## Begin

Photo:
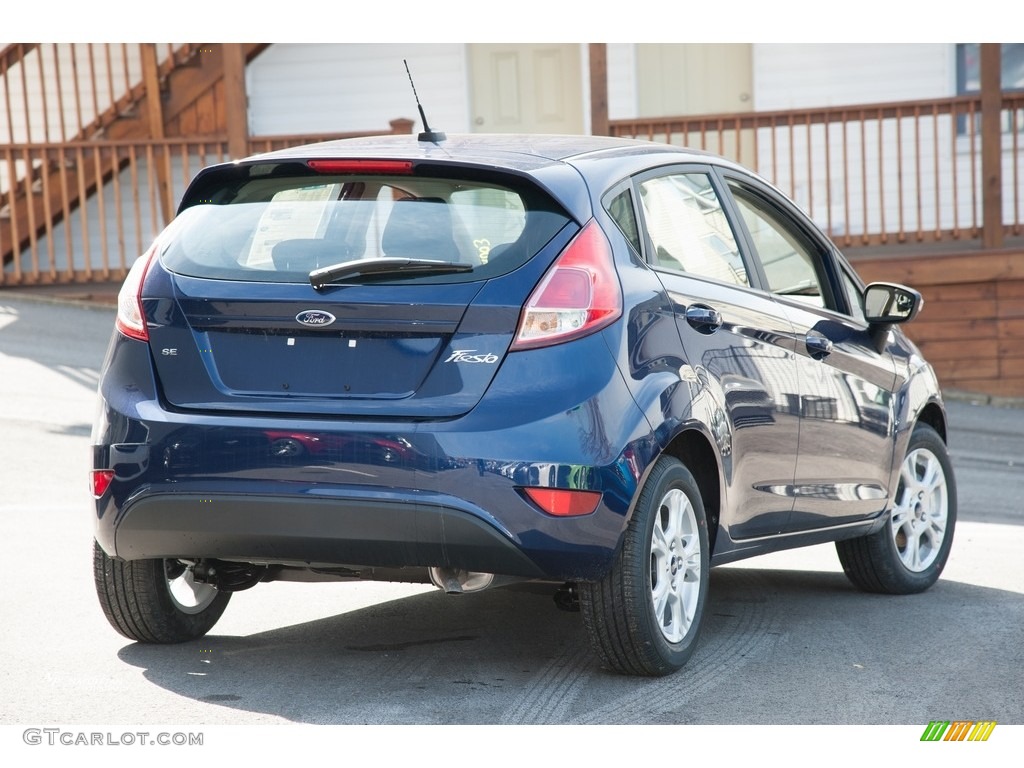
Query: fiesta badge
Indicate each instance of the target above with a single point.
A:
(314, 317)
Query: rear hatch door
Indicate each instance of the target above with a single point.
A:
(237, 325)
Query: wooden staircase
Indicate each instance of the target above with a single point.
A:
(179, 94)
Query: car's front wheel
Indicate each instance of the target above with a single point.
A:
(909, 552)
(156, 600)
(644, 616)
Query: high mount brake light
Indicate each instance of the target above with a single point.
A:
(131, 321)
(399, 167)
(579, 295)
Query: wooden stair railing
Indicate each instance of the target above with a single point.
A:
(52, 185)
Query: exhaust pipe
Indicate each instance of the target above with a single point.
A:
(457, 581)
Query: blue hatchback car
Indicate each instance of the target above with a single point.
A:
(604, 364)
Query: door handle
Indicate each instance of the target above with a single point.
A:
(818, 346)
(704, 318)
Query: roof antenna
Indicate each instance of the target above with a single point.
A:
(426, 134)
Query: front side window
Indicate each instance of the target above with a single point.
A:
(279, 229)
(792, 265)
(688, 229)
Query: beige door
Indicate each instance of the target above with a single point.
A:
(691, 79)
(526, 88)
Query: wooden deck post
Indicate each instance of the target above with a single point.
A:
(155, 115)
(991, 146)
(236, 100)
(599, 89)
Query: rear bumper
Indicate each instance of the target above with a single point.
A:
(330, 530)
(382, 493)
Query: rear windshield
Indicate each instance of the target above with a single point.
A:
(280, 229)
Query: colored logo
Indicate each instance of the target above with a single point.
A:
(314, 317)
(958, 730)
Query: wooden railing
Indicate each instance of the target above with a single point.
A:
(52, 92)
(876, 174)
(99, 204)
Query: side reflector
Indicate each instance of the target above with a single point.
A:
(401, 167)
(563, 503)
(100, 480)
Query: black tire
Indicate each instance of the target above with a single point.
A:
(645, 615)
(907, 555)
(137, 600)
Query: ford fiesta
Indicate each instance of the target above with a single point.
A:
(604, 364)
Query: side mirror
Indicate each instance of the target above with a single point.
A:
(886, 303)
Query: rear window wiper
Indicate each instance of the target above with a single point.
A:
(325, 275)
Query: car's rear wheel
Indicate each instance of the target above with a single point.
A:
(156, 600)
(909, 552)
(644, 616)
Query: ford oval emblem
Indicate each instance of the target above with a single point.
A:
(314, 317)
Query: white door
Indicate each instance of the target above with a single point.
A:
(526, 88)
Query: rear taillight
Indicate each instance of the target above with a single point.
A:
(579, 295)
(130, 320)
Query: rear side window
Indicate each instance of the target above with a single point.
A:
(688, 229)
(279, 229)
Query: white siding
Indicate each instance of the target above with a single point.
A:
(622, 81)
(322, 87)
(791, 77)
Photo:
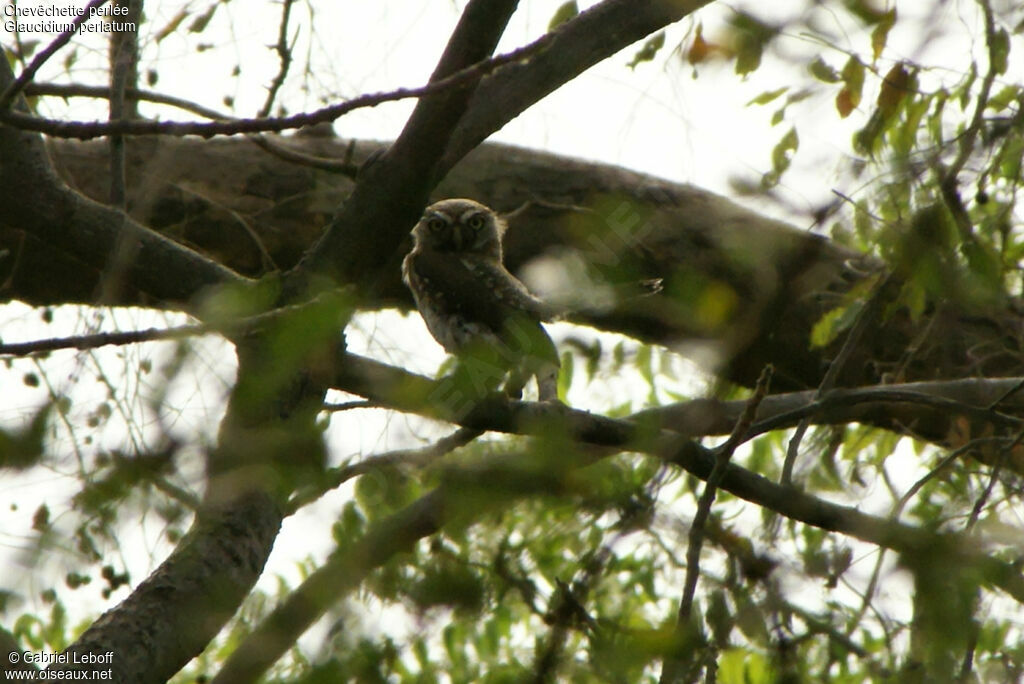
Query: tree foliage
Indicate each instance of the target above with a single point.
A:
(835, 497)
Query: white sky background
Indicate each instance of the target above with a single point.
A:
(655, 119)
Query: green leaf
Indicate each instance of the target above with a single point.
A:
(781, 155)
(751, 36)
(564, 12)
(823, 72)
(1007, 96)
(853, 86)
(999, 51)
(565, 375)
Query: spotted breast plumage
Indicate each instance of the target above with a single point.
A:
(467, 298)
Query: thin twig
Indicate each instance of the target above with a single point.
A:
(865, 317)
(95, 340)
(285, 55)
(723, 454)
(403, 457)
(86, 130)
(14, 88)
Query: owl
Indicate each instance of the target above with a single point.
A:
(471, 304)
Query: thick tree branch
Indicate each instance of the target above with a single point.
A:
(348, 565)
(393, 189)
(37, 202)
(576, 46)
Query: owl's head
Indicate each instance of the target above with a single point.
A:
(462, 226)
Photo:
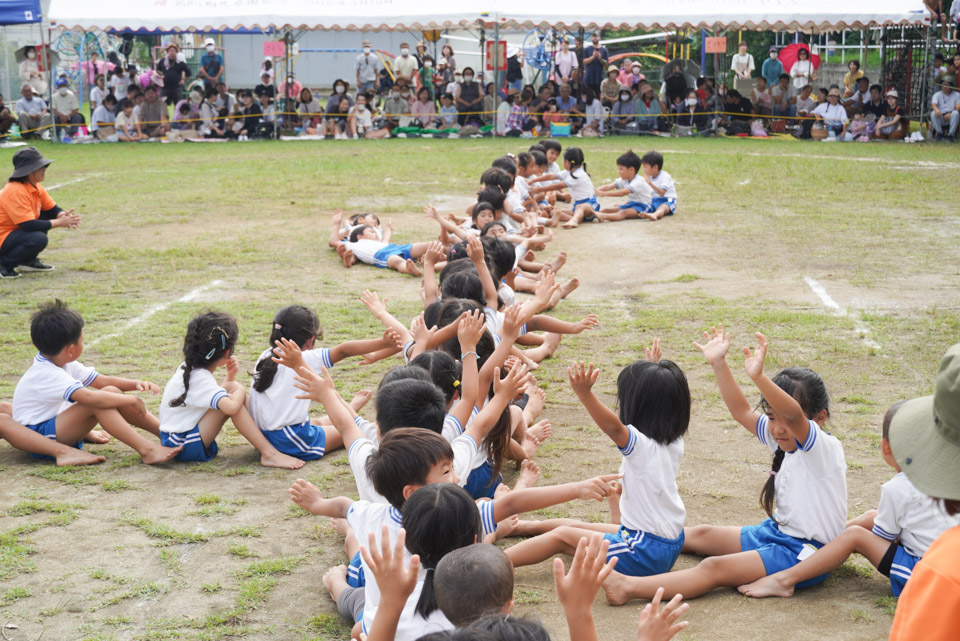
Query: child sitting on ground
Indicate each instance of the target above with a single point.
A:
(632, 184)
(892, 538)
(54, 397)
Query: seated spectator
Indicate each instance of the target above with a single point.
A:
(128, 123)
(66, 109)
(336, 123)
(946, 109)
(610, 87)
(153, 114)
(783, 96)
(891, 125)
(424, 110)
(102, 120)
(761, 98)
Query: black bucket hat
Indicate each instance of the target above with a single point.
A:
(26, 161)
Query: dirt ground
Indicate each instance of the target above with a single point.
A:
(127, 552)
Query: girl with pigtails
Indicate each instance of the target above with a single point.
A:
(195, 407)
(806, 484)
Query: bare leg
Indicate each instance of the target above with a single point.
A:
(713, 572)
(828, 558)
(26, 440)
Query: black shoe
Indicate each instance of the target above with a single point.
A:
(36, 265)
(8, 272)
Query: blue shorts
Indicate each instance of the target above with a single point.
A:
(480, 483)
(305, 441)
(49, 429)
(778, 551)
(671, 202)
(642, 553)
(355, 577)
(380, 258)
(193, 447)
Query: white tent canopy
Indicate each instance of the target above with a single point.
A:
(387, 15)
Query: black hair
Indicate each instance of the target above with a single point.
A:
(492, 195)
(473, 581)
(652, 158)
(551, 144)
(505, 626)
(210, 336)
(355, 234)
(439, 519)
(404, 457)
(655, 399)
(445, 371)
(410, 403)
(54, 326)
(807, 388)
(630, 160)
(295, 323)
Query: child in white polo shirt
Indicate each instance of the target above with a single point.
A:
(54, 397)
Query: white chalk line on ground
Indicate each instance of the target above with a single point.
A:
(828, 301)
(156, 309)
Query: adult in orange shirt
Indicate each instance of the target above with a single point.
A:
(925, 440)
(27, 213)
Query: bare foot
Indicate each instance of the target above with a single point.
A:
(616, 589)
(541, 431)
(306, 495)
(159, 454)
(529, 475)
(340, 526)
(281, 460)
(410, 267)
(537, 398)
(335, 580)
(360, 399)
(97, 436)
(78, 457)
(767, 586)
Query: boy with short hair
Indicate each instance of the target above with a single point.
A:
(664, 201)
(630, 184)
(54, 399)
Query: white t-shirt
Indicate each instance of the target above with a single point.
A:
(910, 515)
(811, 486)
(651, 501)
(205, 393)
(640, 191)
(45, 389)
(581, 187)
(278, 407)
(665, 181)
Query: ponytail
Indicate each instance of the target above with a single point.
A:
(769, 491)
(209, 337)
(295, 323)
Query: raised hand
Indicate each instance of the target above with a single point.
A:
(716, 344)
(754, 363)
(582, 378)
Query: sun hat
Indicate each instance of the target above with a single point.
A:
(26, 161)
(925, 434)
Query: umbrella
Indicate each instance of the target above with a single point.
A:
(791, 53)
(21, 54)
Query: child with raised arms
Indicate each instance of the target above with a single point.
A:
(63, 400)
(807, 483)
(892, 537)
(195, 407)
(632, 183)
(284, 419)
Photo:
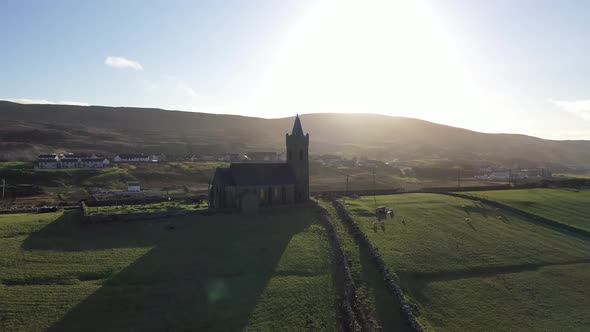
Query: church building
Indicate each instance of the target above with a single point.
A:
(247, 186)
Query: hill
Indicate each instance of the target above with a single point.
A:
(30, 129)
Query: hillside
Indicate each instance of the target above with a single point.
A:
(30, 129)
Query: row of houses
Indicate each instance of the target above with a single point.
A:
(80, 160)
(514, 174)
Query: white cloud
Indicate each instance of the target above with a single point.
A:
(580, 107)
(122, 63)
(184, 88)
(47, 102)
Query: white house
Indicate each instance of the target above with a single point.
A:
(499, 176)
(133, 187)
(132, 158)
(53, 161)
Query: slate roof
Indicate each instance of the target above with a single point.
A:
(47, 156)
(297, 128)
(255, 174)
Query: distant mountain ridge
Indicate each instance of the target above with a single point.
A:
(28, 129)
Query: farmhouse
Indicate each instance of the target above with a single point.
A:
(52, 161)
(134, 158)
(251, 185)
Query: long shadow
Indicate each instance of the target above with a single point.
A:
(207, 273)
(418, 281)
(69, 233)
(484, 211)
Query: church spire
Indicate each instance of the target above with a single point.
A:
(297, 129)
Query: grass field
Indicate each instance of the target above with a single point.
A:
(468, 269)
(568, 206)
(380, 304)
(221, 273)
(172, 207)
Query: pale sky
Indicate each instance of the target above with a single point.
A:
(506, 66)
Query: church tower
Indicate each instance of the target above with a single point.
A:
(297, 158)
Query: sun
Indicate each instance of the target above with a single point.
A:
(389, 57)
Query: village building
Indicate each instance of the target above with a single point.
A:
(248, 186)
(134, 158)
(53, 161)
(133, 187)
(262, 156)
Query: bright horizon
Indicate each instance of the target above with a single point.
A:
(501, 67)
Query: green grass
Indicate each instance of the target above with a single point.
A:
(171, 207)
(371, 290)
(220, 273)
(568, 206)
(482, 273)
(116, 176)
(573, 175)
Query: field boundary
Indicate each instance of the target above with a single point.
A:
(355, 317)
(407, 308)
(543, 220)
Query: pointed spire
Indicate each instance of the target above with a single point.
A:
(297, 129)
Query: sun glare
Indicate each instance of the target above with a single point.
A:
(389, 57)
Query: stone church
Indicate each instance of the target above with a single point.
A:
(248, 186)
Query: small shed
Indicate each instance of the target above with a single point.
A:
(133, 187)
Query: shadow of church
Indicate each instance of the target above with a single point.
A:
(206, 274)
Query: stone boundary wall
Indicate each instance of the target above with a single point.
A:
(423, 190)
(546, 221)
(554, 183)
(136, 201)
(390, 283)
(353, 315)
(27, 210)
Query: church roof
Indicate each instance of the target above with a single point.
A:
(255, 174)
(297, 129)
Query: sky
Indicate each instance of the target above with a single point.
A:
(503, 66)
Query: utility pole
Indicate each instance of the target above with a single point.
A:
(346, 191)
(374, 197)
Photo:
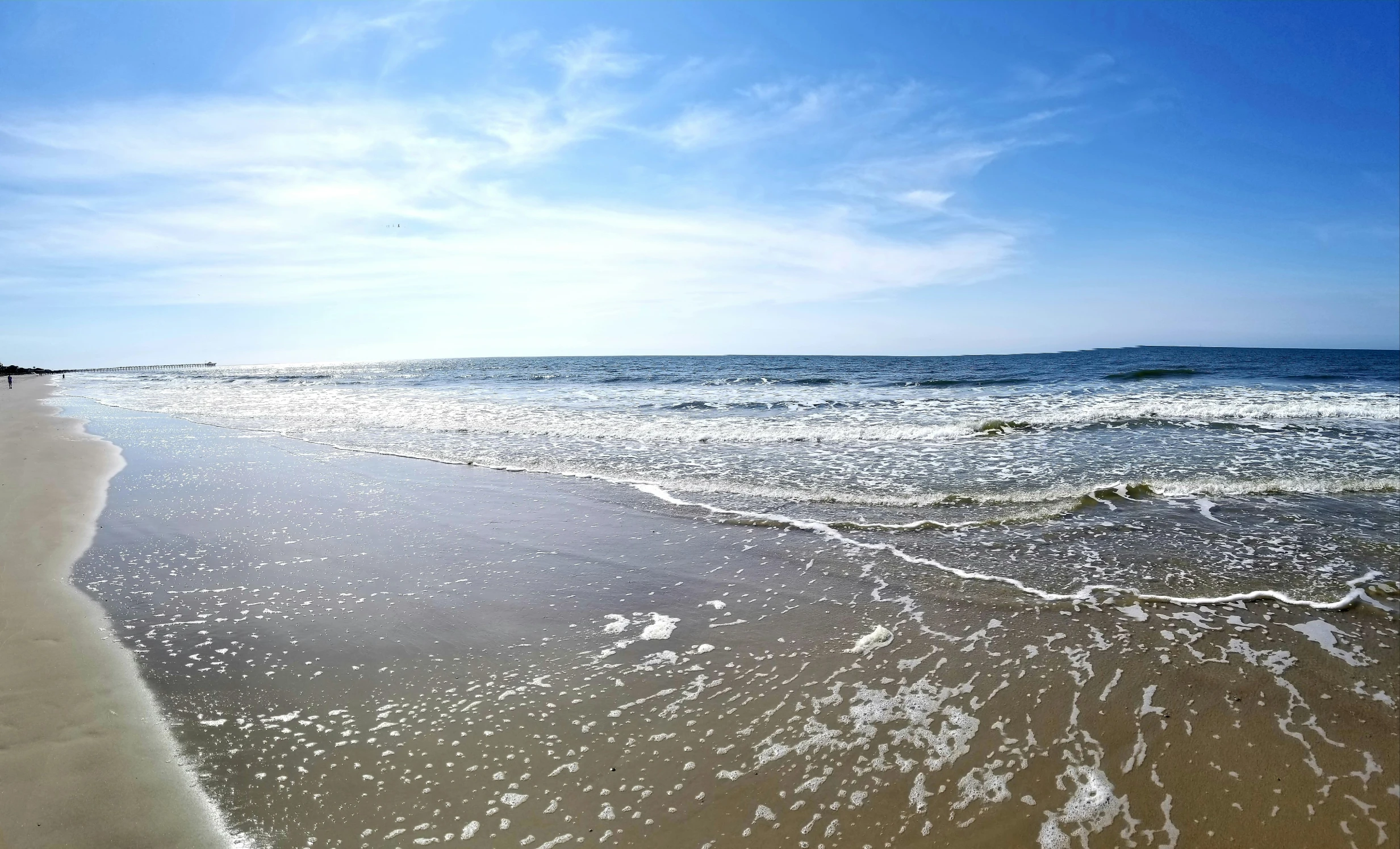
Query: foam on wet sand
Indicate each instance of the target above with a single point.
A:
(415, 650)
(85, 755)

## End

Exercise goal:
Lines from the one that contains "Query: shadow of church" through the last line of the data above are to be extracted exactly, with no pictures and no other lines.

The result:
Query: shadow of church
Indicate each instance of the target above with a single point.
A:
(206, 274)
Query: stone boundary wall
Indicate each instance of the target above with a single point.
A:
(423, 190)
(546, 221)
(554, 183)
(136, 201)
(390, 283)
(353, 315)
(27, 210)
Query: church roof
Indicate each instance of the target above with a single point.
A:
(255, 174)
(297, 129)
Query: sky
Indicate each instance of the target above with a single point.
A:
(503, 66)
Query: utility pole
Indicate each instance of the target above with a single point.
A:
(346, 191)
(374, 197)
Photo:
Query: foam on wet sand
Indicate each instance of the target above with a single point.
A:
(415, 650)
(85, 755)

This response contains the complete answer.